Self-reflection will help us uncover our anger, which is required to heal. Self-reflection means asking questions like, “Why didn’t I leave early?” and “I can’t believe I let him treat me that way, and why didn’t I do something?” These types of questions may produce anger and regret. Anger itself is not bad. Anger allowed me to take back some of my power; for instance, I refused to have a joint bank account so that I could have control of my money.

But the thing about anger is, if you stay in that state, you will become resentful and bitter. We have to make a conscious effort to use anger only for positive change and not let it control our lives

Trust

Abuse can cripple our sense of trust. It hampers our ability to trust ourselves and even God. I know of a woman who was angry with God for allowing her abuser to get off without any consequences. Mentioning God will send her into tears, and her resentment will be obvious in her face. She didn’t trust God anymore.

But I believe we have to retain our trust in God so that we can trust ourselves. Also, we have to understand what trust means.

I am glad the scriptures don’t command us to trust everyone who says, “I’m sorry.” Regardless, some of us were urged by others to trust our abuser when he said he was sorry without showing any signs of meaning it.

Even though I have forgiven my abuser, that doesn’t mean I have to trust him. I had to realize that I am not required to trust him even if he apologizes or shows tearful remorse. Trust is earned, and he would have to demonstrate that he deserves my trust. There was no time limit attached to the acceptance of my trust in him. I had to be okay with that choice.

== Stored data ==
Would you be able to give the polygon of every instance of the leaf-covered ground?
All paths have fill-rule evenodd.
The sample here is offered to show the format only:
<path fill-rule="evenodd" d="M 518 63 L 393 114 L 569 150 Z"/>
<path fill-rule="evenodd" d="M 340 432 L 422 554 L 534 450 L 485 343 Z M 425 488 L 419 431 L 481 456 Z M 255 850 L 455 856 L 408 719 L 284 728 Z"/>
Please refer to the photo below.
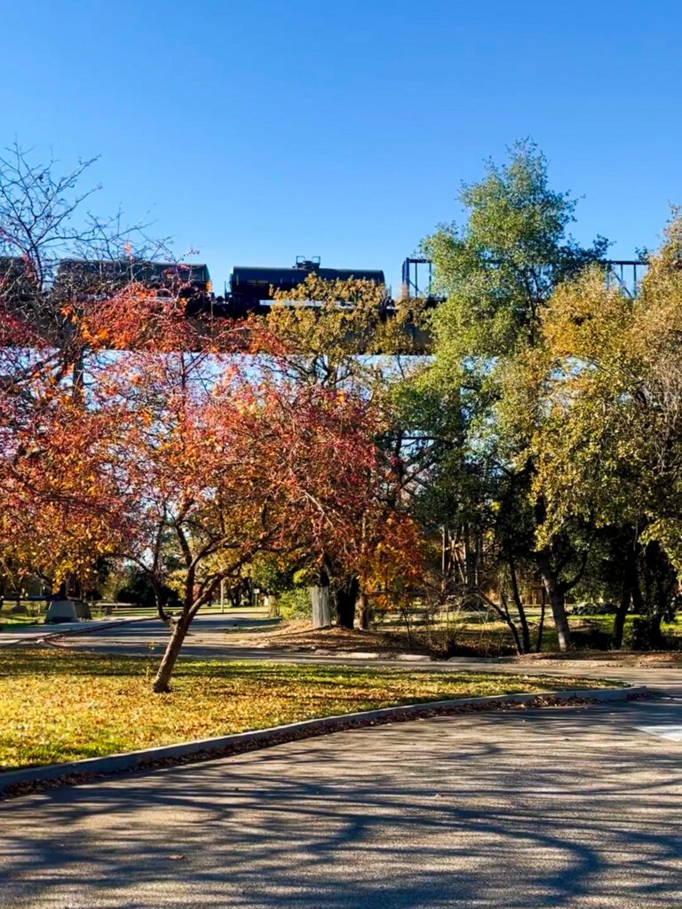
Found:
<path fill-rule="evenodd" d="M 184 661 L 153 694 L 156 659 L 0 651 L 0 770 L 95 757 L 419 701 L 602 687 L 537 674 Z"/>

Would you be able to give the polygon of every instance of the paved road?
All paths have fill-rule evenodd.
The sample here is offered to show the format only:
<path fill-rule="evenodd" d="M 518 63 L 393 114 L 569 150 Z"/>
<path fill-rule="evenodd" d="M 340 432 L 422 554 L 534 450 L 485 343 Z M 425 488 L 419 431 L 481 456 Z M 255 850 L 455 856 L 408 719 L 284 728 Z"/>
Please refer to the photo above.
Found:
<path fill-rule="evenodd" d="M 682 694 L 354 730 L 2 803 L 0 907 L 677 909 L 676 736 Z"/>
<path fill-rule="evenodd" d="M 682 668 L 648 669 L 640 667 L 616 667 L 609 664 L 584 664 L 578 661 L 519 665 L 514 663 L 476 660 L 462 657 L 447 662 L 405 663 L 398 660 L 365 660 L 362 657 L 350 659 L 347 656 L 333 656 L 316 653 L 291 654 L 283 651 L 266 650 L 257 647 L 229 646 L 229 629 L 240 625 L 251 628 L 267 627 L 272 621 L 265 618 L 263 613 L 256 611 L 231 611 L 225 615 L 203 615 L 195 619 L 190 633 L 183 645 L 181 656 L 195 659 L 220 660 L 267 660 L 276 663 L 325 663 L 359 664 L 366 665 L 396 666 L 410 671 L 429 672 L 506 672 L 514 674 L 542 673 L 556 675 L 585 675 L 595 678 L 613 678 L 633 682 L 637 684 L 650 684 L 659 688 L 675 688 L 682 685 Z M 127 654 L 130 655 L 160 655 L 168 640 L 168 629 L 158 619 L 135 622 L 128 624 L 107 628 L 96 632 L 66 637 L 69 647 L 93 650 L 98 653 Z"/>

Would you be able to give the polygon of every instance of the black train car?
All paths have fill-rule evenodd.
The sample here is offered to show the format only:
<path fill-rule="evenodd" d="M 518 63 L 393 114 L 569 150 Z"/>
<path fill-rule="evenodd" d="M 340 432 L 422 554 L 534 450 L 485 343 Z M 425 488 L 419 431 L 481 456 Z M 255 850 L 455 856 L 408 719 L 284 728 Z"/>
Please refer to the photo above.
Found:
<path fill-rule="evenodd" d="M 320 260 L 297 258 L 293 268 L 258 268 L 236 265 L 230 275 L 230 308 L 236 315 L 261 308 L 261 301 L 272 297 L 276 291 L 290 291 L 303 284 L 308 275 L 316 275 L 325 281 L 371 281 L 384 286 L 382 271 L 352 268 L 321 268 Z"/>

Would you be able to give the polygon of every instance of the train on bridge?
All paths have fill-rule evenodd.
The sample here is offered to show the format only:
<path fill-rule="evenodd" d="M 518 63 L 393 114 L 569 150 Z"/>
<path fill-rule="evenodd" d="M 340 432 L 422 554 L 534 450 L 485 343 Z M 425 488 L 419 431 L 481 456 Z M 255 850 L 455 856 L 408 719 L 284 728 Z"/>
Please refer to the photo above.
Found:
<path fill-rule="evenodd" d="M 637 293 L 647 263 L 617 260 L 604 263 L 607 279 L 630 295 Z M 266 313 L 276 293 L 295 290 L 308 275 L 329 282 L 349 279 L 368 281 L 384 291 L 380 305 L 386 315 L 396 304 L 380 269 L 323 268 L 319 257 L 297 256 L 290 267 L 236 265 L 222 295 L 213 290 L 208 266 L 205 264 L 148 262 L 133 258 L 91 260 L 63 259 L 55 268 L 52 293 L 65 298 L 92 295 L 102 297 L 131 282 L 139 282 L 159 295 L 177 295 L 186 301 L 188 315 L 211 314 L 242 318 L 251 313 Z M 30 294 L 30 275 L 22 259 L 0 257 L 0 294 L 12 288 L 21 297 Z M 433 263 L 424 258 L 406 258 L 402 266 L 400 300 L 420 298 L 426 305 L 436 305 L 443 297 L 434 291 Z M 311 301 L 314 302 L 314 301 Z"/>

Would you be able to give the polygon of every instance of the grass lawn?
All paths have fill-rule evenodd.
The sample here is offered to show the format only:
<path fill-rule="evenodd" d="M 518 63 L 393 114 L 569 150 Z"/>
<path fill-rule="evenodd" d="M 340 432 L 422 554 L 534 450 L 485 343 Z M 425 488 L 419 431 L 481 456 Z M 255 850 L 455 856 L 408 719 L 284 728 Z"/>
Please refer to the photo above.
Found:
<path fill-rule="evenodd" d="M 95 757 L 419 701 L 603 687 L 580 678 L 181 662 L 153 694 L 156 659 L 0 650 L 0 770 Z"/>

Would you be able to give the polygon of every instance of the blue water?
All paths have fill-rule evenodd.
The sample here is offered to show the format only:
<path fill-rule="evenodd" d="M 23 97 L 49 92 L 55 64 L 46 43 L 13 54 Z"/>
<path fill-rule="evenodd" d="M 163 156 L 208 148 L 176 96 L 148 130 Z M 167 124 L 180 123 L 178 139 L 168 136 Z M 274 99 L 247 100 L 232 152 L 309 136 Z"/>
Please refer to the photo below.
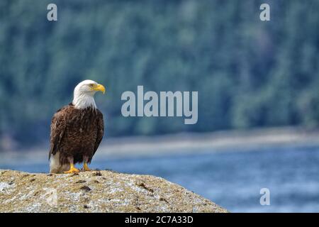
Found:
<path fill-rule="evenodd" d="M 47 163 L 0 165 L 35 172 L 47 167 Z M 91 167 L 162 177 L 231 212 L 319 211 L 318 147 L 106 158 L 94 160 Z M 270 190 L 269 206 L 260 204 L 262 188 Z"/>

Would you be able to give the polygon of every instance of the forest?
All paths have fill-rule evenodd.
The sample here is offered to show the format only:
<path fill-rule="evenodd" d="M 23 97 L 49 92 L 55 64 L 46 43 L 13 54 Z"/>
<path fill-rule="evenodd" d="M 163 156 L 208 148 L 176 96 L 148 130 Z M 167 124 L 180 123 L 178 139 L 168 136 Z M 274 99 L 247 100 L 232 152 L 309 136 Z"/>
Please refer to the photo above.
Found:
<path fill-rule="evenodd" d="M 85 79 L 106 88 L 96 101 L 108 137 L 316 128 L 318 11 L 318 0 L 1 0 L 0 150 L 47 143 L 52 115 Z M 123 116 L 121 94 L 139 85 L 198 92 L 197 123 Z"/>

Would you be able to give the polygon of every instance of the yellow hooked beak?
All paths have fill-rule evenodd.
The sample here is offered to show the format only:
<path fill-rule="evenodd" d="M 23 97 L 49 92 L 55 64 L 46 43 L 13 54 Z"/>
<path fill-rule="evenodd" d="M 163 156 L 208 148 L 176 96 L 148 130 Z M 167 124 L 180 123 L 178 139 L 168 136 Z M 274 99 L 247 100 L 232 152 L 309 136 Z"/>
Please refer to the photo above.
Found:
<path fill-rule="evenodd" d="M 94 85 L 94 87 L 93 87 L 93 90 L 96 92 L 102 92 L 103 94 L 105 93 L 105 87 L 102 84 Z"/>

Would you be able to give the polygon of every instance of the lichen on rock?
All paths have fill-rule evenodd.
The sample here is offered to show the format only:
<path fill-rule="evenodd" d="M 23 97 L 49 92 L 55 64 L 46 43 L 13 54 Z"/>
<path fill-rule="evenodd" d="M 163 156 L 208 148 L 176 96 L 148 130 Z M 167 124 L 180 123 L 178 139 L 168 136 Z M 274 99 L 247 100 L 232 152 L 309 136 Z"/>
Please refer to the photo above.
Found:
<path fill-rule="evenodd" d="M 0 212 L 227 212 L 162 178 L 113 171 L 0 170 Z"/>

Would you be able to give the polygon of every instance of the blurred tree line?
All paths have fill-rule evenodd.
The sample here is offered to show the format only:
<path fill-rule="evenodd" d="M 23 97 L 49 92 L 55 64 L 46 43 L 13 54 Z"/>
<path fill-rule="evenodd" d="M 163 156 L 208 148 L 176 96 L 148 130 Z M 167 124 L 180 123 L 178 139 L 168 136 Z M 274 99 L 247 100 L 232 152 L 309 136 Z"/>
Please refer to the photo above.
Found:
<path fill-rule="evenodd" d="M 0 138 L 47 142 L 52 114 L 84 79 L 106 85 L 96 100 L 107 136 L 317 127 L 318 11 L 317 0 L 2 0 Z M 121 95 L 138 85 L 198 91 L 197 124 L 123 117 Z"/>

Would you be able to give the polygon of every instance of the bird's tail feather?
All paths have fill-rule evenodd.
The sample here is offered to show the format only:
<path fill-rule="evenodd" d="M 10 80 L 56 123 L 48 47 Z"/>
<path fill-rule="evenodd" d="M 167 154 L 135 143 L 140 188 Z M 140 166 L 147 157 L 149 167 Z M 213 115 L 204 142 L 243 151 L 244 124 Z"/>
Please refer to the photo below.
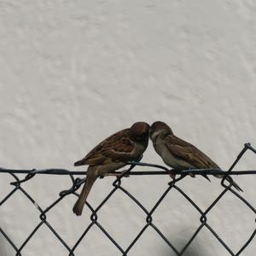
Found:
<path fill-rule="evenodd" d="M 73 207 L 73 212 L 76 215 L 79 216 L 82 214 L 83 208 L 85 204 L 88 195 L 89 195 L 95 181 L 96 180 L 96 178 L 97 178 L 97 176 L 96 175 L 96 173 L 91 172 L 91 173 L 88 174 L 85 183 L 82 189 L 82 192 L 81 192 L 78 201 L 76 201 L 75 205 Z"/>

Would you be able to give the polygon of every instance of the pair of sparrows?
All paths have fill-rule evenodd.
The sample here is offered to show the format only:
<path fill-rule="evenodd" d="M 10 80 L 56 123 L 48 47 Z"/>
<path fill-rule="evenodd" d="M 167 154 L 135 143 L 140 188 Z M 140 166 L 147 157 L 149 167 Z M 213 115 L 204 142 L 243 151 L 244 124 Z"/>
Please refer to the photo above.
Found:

== Work item ==
In the passage on anger and trust, what did the writer refuse to have in order to keep control of their money?

== Response area ==
A joint bank account.